# Что сделать
1. Определите, согласуются ли с текстом о жизни в Самаре, приведенным ниже, следующие утверждения: (a) холодильник был приобретен на блошином рынке за 1000 рублей; (b) телевизор «Funai» был куплен в «Доме Быта»; (c) для кованой кровати был куплен новый матрас. На каждое ответьте «да» или «нет» и дословно приведите решающие слова текста.
2. Подхватите текст о жизни в Самаре, приведенный ниже, и продолжите его, начав сразу после последнего предложения.

# Предоставленный текст
——————

Самара – огромный промышленный город. С точки зрения экологии он вообще выглядит не очень привлекательным. Заводы выбрасывают в атмосферу слишком много вредных веществ, что сказывается на здоровье горожан. Многие дети рождаются уже больными, не потому что их матери во время беременности пили алкоголь или употребляли наркотики, а по причине именно плохой экологии. Обидно, детишки ведь ни в чем не виноваты.

Пожив на Чапаевской в съемной комнате, я сняла однокомнатную квартиру на Чкалова. В те времена между Тольятти и Cамарой построили Икею. Там то я и собиралась прикупить себе всю необходимую мебель, а то квартиру мне сдали с абсолютно голыми стенами. Вариант с Икее оказался ошибкой. Спустя несколько лет, когда я покидала Самару ради Ростова-на-Дону, многострадальная Икея по-прежнему была не сдана в эксплуатацию. Мне кажется, что магазин не открыт до сих пор.

Проблема мебели в новом незнакомом городе и новой квартире сейчас решается достаточно просто. Был бы интернет под рукой. Там на различных сайтах объявлений есть множество предложений, типа «Отдам в добрые руки шкаф. Вывоз за ваш счет». Таким методам я разжилась мебельной румынской стенкой, за которую мы родители 20 лет назад любому глаза были готовы выцарапать, кованой кроватью с совсем не провисшими пружинами (что редкость), для этой кровати матрас я купила новый. Свой старый японский телевизор «Funai» мне отдала коллега. Вешалку для верхних вещей я купила в «Доме Быта», расположенном неподалеку. За холодильник на блошином рынке я отдала 1000 рублей и еще 1000 за доставку. Плита стояла. Раковина была тоже. Через месяц обзавелась обеденным столом и двумя стульями. Вскоре подоспел и старенький сервант, а то бедным тарелкам и кастрюлькам приходилось ютиться на подоконнике. Не скажу, что получилось уютно, но жить было можно. Выделываться дорогой мебелью мне было не перед кем.

Климат в Самаре мягче Оренбургского, город более чистый, солнечный, веселый. Во время своих туров по стране сюда обязательно заезжают звезды эстрады, а в Оренбурге на моей памяти выступали только стремительно стареющие «Стрелки» и «Иванушки International». В скором времени, когда Самара и Тольятти, а так же ближайшие города – Жигулевск, Чапаевск и т.д., сольются в единую агломерацию, то на поволжской земли вырастет огромный современный мегаполис. Чтобы там не говорили про агломерацию на черноморском побережье – Большой Сочи, агломерацию близ Новосибирска (с Томском, Кемерово и т.п.), но сначала в единое пространство сольются Тольятти и Самара.

——————

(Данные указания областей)
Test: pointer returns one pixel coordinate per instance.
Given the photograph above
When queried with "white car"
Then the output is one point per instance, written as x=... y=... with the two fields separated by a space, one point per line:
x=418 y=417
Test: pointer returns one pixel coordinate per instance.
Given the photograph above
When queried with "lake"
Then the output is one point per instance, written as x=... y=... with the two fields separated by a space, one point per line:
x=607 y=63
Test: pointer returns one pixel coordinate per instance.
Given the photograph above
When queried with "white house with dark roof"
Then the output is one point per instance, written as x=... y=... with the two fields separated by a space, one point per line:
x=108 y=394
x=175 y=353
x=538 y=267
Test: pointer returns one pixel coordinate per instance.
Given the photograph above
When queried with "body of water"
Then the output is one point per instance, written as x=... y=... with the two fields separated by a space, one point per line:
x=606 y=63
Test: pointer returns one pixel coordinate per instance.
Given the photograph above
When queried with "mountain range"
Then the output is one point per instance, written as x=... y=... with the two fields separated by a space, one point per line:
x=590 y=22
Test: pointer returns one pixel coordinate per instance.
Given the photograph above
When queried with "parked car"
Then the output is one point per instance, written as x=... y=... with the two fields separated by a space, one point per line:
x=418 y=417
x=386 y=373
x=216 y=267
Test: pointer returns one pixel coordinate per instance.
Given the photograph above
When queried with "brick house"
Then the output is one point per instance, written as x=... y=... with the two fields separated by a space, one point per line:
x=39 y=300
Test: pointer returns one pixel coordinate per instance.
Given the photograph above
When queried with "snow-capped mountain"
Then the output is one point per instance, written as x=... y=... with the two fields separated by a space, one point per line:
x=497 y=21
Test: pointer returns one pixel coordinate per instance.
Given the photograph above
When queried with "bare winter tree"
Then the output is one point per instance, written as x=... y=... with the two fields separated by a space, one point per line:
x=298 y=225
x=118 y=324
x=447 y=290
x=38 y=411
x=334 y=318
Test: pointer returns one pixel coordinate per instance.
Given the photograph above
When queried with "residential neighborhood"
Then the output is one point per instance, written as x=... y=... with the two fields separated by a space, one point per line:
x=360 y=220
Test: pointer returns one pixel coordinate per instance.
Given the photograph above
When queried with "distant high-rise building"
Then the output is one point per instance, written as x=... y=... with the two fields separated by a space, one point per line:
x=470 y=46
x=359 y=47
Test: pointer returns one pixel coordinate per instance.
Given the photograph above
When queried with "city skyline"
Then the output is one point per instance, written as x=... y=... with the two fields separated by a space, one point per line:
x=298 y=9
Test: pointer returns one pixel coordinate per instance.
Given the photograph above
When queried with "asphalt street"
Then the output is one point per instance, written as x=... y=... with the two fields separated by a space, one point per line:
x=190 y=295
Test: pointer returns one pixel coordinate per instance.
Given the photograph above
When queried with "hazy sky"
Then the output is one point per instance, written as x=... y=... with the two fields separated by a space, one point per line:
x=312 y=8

——————

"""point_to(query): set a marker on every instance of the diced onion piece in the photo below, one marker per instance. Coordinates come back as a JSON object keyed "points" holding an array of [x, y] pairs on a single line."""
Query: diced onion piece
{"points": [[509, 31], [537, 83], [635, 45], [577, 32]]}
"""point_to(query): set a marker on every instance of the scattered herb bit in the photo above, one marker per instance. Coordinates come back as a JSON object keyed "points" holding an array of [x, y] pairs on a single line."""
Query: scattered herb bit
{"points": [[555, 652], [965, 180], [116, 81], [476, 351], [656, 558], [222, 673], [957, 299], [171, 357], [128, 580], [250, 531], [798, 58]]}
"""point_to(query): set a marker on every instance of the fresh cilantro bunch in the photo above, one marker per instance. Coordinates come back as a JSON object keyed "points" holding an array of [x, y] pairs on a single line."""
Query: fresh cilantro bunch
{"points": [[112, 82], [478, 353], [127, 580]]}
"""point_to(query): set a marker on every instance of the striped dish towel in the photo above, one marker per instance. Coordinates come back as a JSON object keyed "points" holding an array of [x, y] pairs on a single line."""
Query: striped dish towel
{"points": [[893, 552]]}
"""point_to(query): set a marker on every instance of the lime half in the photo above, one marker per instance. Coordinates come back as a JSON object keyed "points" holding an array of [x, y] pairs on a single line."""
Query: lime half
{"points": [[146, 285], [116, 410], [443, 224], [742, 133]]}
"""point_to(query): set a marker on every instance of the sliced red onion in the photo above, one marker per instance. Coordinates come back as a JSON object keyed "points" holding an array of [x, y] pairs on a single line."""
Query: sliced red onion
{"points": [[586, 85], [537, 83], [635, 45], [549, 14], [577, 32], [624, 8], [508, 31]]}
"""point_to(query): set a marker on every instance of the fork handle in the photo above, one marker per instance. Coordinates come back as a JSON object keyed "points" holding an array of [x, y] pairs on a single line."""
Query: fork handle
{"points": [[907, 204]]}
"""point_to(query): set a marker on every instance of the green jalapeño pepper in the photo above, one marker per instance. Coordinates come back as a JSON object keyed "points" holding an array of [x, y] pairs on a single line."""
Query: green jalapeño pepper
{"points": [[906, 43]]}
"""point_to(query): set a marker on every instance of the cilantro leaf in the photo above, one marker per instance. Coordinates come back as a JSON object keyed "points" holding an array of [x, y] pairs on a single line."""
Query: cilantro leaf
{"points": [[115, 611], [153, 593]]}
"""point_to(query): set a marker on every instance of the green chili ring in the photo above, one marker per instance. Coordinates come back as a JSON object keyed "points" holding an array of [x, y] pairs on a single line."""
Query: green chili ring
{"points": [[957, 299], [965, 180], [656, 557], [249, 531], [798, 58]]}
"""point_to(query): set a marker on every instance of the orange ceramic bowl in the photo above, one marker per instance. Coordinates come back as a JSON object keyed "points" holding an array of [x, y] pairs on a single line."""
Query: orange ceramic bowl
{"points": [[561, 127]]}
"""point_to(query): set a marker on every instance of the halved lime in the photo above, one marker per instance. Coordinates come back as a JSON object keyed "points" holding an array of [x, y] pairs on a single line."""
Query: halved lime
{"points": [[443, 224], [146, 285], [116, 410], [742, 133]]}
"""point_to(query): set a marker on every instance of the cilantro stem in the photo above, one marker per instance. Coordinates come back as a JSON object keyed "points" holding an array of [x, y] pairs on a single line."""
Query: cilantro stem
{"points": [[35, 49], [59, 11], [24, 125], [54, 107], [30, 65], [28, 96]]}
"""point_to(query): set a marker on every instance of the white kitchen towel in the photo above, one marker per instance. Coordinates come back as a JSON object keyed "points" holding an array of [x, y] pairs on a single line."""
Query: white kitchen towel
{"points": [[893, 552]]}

——————

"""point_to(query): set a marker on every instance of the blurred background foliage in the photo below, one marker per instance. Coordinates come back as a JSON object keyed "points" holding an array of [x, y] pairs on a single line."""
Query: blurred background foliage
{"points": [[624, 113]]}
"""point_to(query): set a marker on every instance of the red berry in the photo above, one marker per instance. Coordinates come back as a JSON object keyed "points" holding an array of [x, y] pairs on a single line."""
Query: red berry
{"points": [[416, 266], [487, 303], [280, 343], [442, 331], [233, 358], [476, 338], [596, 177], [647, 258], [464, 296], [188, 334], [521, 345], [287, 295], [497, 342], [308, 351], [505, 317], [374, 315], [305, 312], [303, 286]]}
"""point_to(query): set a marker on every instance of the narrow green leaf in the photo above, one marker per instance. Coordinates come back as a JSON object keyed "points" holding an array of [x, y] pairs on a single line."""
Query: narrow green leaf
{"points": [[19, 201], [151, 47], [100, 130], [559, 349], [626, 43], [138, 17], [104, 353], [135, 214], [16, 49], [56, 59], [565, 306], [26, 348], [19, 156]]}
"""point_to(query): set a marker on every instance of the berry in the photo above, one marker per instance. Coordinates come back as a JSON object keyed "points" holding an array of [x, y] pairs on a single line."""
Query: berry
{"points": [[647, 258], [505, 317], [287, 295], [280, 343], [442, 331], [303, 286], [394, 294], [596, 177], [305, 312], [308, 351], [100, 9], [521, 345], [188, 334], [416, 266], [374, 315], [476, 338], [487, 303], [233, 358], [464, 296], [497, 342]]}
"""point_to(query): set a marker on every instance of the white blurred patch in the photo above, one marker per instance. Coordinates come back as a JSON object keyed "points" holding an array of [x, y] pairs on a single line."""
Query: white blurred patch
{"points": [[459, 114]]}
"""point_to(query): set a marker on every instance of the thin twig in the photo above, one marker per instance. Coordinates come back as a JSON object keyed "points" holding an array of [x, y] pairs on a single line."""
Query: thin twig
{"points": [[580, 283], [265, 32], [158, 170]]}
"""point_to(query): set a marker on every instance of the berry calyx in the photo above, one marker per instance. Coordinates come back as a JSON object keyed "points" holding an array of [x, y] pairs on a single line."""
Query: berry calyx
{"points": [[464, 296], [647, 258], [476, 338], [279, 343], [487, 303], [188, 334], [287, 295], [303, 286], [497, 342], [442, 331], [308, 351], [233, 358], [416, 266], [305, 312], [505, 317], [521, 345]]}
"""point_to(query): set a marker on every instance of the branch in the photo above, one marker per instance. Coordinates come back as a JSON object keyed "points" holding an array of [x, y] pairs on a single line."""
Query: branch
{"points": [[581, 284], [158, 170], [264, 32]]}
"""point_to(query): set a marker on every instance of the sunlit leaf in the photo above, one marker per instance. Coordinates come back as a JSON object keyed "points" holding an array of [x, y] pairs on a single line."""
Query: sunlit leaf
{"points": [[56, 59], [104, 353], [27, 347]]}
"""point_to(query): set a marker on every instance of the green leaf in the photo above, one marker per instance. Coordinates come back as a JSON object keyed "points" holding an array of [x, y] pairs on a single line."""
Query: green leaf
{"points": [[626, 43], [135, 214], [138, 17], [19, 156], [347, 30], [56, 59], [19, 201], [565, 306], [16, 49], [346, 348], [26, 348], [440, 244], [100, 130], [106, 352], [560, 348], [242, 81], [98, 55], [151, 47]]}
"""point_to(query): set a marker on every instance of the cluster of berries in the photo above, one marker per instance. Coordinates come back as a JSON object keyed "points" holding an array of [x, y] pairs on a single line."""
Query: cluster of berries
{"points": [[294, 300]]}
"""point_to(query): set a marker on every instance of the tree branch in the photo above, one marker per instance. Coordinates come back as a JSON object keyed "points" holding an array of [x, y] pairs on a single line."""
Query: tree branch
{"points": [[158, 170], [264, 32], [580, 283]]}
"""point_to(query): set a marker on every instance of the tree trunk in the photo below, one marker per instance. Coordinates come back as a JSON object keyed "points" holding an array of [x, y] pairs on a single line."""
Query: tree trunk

——————

# Ваши ответы
1.
(a) Да: «За холодильник на блошином рынке я отдала 1000 рублей».
(b) Нет: «Свой старый японский телевизор «Funai» мне отдала коллега».
(c) Да: «для этой кровати матрас я купила новый».

2.
В первую очередь это будет хорошо для Тольятти, все-таки от старшей сестры городок-автоваз отстает прилично. Если я буду перечислять проблемы по пунктам, то мы не остановимся до вечера. Поэтому лучше посетите сами. Сначала Самару, а потом Тольятти.

Самара ­– не столичный город. Даже в столицах федеральных округов бытует это московское противное высказывание: «Понаехали тут!». В Самаре очень доброжелательные люди. Работодатели здесь очень рады новой рабочей силы. Этнически в городе преобладают русские. Татары, кавказцы и казахи тоже есть. Их немного. Никто их не притесняет.

Самара находится на левом берегу Волги. Природа красивая, река красивая, люди хорошие. Я влюбилась в Самару с первого взгляда и до сих пор к ней питаю самые нежные чувства. Конечно, в новом городе, нелегко найти сразу свой круг общения. Чтобы как-то занять себя и не спутаться с первыми попавшимися людьми, я начала писать статьи, в разные женские интернет-журналы, пишу их, кстати, до сих пор. Скорее не для заработка, а как хобби. О медицине, красоте, психологии. Тогда, в Самаре, мы довольно быстро  начали переписываться с читательницами, некоторые из них жили со мной в одном городе. Впоследствии одна из таких читательниц стала моей лучшей подругой и познакомила меня с моим нынешним мужем. Если он прочтет этот рассказ, то наверняка обидится на слово «нынешний», поэтому сразу внесу поправку: с моим единственным и неповторимым Толенькой. Спустя 2,5 года после приезда, когда мы с Толей уезжали в Ростов, я со слезами на глазах прощалась с городом. Со своей уютной квартиркой, где ничего не осталось от той первоначальной мебели, типа старой румынской стенки. Самара – не туристический город. Здесь нет ни больших пляжей, ни красивых достопримечательностей, но, тем не менее, он достоин того, чтобы вы ее посетили.

Приезжайте в Самару, город, где я обрела счастье.